- [AIM OF THE TASK]:
Each entry, in full: reproduce it exactly.

Entries taken from a collection
++++++

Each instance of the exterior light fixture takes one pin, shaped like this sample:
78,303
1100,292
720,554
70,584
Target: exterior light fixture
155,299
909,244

++++++

- [WRITTEN RESPONSE]:
Each instance of the exterior light fixture takes one pin, shaped like this sample:
78,303
1100,292
720,554
70,584
Target: exterior light fixture
155,299
909,244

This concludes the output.